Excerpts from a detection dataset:
════

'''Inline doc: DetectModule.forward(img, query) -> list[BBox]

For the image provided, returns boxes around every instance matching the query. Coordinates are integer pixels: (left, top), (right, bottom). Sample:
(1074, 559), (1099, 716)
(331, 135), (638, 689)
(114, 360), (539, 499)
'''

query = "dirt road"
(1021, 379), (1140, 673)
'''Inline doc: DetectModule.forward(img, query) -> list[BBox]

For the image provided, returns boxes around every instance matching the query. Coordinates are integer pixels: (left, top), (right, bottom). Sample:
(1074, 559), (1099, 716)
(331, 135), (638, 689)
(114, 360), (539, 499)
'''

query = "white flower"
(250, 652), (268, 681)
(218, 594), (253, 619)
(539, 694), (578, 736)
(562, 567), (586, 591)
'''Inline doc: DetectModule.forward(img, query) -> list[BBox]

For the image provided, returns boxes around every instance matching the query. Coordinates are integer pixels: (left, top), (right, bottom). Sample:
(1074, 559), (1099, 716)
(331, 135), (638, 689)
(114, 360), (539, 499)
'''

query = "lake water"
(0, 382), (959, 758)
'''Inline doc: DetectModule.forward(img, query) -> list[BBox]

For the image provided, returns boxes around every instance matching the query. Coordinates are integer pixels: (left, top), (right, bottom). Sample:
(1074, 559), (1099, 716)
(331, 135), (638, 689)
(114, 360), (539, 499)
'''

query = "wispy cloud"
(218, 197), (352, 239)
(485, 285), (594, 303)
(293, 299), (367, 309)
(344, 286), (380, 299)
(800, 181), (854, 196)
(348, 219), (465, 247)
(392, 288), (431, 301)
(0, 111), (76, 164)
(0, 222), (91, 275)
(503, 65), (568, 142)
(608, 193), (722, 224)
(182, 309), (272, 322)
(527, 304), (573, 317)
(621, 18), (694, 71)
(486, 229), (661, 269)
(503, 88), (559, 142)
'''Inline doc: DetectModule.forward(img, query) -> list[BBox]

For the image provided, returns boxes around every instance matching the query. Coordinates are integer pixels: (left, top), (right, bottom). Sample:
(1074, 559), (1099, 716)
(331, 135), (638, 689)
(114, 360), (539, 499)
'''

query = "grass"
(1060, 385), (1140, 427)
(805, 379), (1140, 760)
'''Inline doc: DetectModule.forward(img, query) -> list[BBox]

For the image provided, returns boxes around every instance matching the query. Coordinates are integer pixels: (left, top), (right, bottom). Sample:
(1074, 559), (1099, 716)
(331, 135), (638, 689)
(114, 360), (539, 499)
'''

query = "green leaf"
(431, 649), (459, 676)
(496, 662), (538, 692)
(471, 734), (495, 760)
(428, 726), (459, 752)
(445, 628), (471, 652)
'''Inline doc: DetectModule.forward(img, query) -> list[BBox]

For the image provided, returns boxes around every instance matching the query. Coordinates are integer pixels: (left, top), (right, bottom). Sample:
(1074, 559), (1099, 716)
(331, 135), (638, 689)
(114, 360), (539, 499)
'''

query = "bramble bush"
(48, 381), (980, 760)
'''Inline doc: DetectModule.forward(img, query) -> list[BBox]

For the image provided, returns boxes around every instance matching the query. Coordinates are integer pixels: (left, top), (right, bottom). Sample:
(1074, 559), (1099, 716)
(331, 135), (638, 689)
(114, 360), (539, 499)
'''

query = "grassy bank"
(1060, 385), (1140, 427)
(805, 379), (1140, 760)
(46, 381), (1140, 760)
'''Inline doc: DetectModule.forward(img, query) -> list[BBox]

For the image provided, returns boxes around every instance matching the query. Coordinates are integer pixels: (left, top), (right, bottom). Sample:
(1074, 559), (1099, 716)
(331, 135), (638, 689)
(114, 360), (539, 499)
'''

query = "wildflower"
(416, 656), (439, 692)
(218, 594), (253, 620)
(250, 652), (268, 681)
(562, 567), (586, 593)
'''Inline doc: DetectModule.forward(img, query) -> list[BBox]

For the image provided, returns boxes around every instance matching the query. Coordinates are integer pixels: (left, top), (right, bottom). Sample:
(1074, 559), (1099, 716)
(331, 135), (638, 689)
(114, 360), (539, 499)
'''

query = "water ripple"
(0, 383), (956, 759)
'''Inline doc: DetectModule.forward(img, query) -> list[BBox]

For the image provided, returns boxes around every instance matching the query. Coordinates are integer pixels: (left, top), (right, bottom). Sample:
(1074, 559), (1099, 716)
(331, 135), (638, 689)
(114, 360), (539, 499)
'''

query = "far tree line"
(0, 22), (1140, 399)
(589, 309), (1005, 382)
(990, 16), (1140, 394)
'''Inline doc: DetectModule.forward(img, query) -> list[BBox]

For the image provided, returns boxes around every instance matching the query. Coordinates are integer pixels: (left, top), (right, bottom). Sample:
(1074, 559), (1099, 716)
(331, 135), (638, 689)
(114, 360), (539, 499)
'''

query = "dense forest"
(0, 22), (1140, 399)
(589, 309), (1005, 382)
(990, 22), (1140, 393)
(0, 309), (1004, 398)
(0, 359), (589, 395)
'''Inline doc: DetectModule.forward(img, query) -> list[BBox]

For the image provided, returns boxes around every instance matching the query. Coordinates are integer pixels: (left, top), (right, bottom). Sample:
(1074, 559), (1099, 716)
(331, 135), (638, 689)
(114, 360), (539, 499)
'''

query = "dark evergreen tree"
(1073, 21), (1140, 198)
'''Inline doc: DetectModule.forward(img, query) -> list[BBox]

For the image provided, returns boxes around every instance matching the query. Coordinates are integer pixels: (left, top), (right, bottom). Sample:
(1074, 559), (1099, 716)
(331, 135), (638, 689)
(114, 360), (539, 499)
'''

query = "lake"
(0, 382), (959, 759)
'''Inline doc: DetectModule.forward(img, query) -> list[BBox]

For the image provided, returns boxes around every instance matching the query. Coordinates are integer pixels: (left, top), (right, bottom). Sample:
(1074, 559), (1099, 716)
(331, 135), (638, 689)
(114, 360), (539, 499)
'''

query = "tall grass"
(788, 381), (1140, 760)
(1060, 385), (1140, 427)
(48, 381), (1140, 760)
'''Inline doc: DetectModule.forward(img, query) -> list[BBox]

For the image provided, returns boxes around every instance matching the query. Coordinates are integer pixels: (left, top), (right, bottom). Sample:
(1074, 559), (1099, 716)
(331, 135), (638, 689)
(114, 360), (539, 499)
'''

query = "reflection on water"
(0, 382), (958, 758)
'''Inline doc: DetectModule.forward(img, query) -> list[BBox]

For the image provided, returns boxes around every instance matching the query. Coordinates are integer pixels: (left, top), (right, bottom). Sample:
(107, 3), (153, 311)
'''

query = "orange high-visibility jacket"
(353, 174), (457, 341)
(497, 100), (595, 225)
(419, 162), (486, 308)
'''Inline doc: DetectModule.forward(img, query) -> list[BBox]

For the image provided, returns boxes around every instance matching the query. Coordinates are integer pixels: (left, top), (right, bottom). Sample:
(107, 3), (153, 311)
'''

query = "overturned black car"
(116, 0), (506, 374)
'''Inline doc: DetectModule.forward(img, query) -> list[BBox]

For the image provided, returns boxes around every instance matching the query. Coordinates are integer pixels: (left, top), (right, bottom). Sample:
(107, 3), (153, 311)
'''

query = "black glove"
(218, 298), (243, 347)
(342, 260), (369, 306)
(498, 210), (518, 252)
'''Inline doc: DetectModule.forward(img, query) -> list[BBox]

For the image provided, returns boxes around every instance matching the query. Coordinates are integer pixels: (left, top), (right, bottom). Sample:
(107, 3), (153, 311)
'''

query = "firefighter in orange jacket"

════

Copy every item above again, word for word, with nothing changed.

WRITTEN SOLUTION:
'''Inline doc: DetectModule.forward(img, query) -> list[BBox]

For the image provided, returns boxes around every instance matching the query. Coordinates are integer pixels: (left, top), (right, bottom). Sample:
(1074, 559), (1099, 716)
(331, 135), (638, 689)
(114, 360), (539, 499)
'''

query = "dirt road"
(1021, 379), (1140, 673)
'''Inline doc: DetectModule.forward(img, query) -> list[BBox]

For the image provided, returns boxes around every instance matching the query. Coordinates are integer pixels: (left, top), (right, bottom). Sample:
(1074, 559), (1099, 716)
(331, 135), (638, 689)
(114, 360), (539, 499)
'''

query = "white flower"
(250, 652), (268, 681)
(218, 594), (253, 619)
(539, 694), (578, 736)
(562, 567), (586, 591)
'''Inline doc: DetectModule.forward(img, query) -> list[BBox]

For the image provided, returns boxes around every instance matching the query. Coordinates are integer pixels: (left, top), (right, bottom). Sample:
(1074, 559), (1099, 716)
(331, 135), (638, 689)
(114, 360), (539, 499)
'''

query = "lake water"
(0, 382), (959, 758)
'''Inline doc: DetectModule.forward(img, query) -> list[BBox]

For the image provided, returns boxes around every instance matching the query. Coordinates are integer pixels: (left, top), (right, bottom). Sample:
(1074, 559), (1099, 716)
(331, 135), (638, 689)
(114, 360), (539, 499)
'''

query = "wispy cloud"
(218, 197), (352, 239)
(485, 285), (594, 303)
(293, 299), (367, 309)
(344, 286), (380, 299)
(800, 181), (854, 196)
(348, 219), (465, 247)
(392, 288), (431, 301)
(0, 111), (76, 164)
(0, 222), (91, 275)
(503, 65), (568, 142)
(608, 193), (722, 224)
(182, 309), (272, 322)
(527, 304), (573, 317)
(621, 18), (694, 71)
(486, 229), (661, 269)
(503, 88), (559, 142)
'''Inline doc: DetectModule.forward(img, query) -> list[BBox]

For the image provided, returns boxes around every instance matching the query. Coordinates are integer pixels: (left, top), (right, bottom). Sample:
(1074, 559), (1099, 716)
(331, 135), (638, 689)
(114, 360), (539, 499)
'''

query = "grass"
(1060, 385), (1140, 427)
(805, 379), (1140, 760)
'''Inline doc: DetectModule.forward(img, query) -> list[BBox]

For the image provided, returns boxes around every instance matching the query. Coordinates are integer pixels: (left, top), (right, bottom). Sample:
(1074, 559), (1099, 716)
(331, 135), (638, 689)
(114, 360), (539, 499)
'''

query = "green leaf"
(431, 649), (459, 676)
(496, 662), (538, 692)
(471, 734), (495, 760)
(428, 726), (459, 752)
(445, 628), (471, 652)
'''Inline doc: DetectModule.forward(img, query) -> list[BBox]

For the image provided, returns boxes around every instance matching the query. Coordinates are integer pixels: (left, top), (right, bottom). Sample:
(1074, 559), (1099, 716)
(331, 135), (638, 689)
(114, 360), (539, 499)
'''

query = "bramble bush"
(48, 381), (980, 760)
'''Inline doc: DetectModule.forward(img, query) -> list[BBox]

For the image provided, returns boxes around every instance matching the query. Coordinates are integer pixels: (left, top), (right, bottom). Sample:
(1074, 559), (1099, 716)
(331, 135), (638, 689)
(114, 360), (539, 499)
'''

query = "grassy bank"
(1060, 385), (1140, 427)
(805, 379), (1140, 760)
(46, 381), (1140, 760)
'''Inline doc: DetectModule.forward(img, query) -> list[BBox]

For the image provided, returns boxes around every instance matching the query. Coordinates are integer pixels: (left, top), (right, bottom). Sample:
(1074, 559), (1099, 716)
(331, 135), (638, 689)
(114, 360), (539, 499)
'''

query = "wildflower"
(416, 656), (439, 692)
(218, 594), (253, 620)
(250, 652), (268, 681)
(562, 567), (586, 593)
'''Inline doc: DetectModule.forward(img, query) -> list[BBox]

For the image provided, returns boxes around every instance matching the query. Coordinates are integer pixels: (left, top), (right, bottom). Sample:
(1074, 559), (1099, 716)
(331, 135), (638, 689)
(114, 360), (539, 499)
'''

query = "water ripple"
(0, 383), (956, 759)
'''Inline doc: DetectModule.forward(img, query) -> list[BBox]

For the image provided, returns boxes around every instance matching the query. Coordinates are integer pixels: (left, top), (right, bottom). Sample:
(1074, 559), (1099, 716)
(331, 135), (638, 689)
(114, 360), (539, 499)
'''

query = "far tree line"
(0, 22), (1140, 399)
(589, 309), (1005, 382)
(990, 16), (1140, 394)
'''Inline doc: DetectModule.forward(img, query) -> list[BBox]

For the image provided, returns boxes around every instance matching the query. Coordinates are integer pixels: (left, top), (right, bottom). Sample:
(1074, 559), (1099, 716)
(331, 135), (638, 689)
(114, 360), (539, 499)
'''

query = "dense forest"
(0, 22), (1140, 399)
(589, 309), (1005, 382)
(990, 22), (1140, 393)
(0, 309), (1004, 398)
(0, 359), (589, 395)
'''Inline doc: DetectModule.forward(img, query) -> list[BBox]

For the image provided, returns boxes around every instance matching the query. Coordinates are integer pixels: (left, top), (right, bottom). Sample:
(1074, 559), (1099, 716)
(331, 135), (638, 689)
(114, 360), (539, 499)
'''

query = "dark evergreen tree"
(1073, 21), (1140, 198)
'''Inline doc: DetectModule.forward(img, query) -> list[BBox]

For the image provided, returns boxes around every instance matching the query. Coordinates are integer pixels: (left, top), (right, bottom). Sample:
(1074, 559), (1099, 716)
(331, 135), (638, 689)
(114, 360), (539, 499)
'''

query = "lake"
(0, 382), (959, 759)
'''Inline doc: DetectModule.forward(img, query) -> list[BBox]

For the image provided, returns boxes around every instance matching the query. Coordinates are integer pixels: (left, top), (right, bottom). Sample:
(1074, 559), (1099, 716)
(331, 135), (638, 689)
(114, 360), (539, 499)
'''

query = "tall grass"
(788, 381), (1140, 760)
(1060, 385), (1140, 427)
(48, 381), (1140, 760)
'''Inline doc: DetectModule.forward(img, query) -> list[BBox]

For the image provided, returns boxes around every instance matching the query. Coordinates are integer pixels: (left, top), (right, bottom). Sample:
(1074, 559), (1099, 716)
(331, 135), (638, 689)
(114, 360), (539, 499)
'''

query = "reflection on water"
(0, 382), (958, 758)
'''Inline doc: DetectModule.forward(img, query) -> list[BBox]

For the image provided, returns boxes around every instance matching the query. Coordinates are integer pixels: (left, top), (right, bottom). Sample:
(107, 3), (153, 311)
'''

query = "orange high-visibility jacket"
(353, 174), (457, 341)
(497, 100), (595, 225)
(419, 162), (486, 308)
'''Inline doc: DetectModule.forward(img, query) -> list[BBox]

For the image provided, returns boxes around every instance matching the query. Coordinates are integer pixels: (left, top), (right, bottom). Sample:
(107, 3), (153, 311)
'''

query = "overturned black car"
(116, 0), (506, 374)
'''Inline doc: DetectModule.forward(img, query) -> list[BBox]

For the image provided, returns boxes around every instance matching the query. Coordinates are integer pixels: (left, top), (right, bottom). Sample:
(107, 3), (153, 311)
'''

query = "black glove"
(218, 298), (243, 347)
(342, 260), (369, 306)
(498, 210), (518, 252)
'''Inline doc: DetectModule.forward(img, query) -> list[BBox]

For the image provided, returns boxes around every instance matching the query. Coordinates are integer pixels: (left, top), (right, bottom). Sample:
(107, 3), (153, 311)
'''

query = "firefighter in orange jacket"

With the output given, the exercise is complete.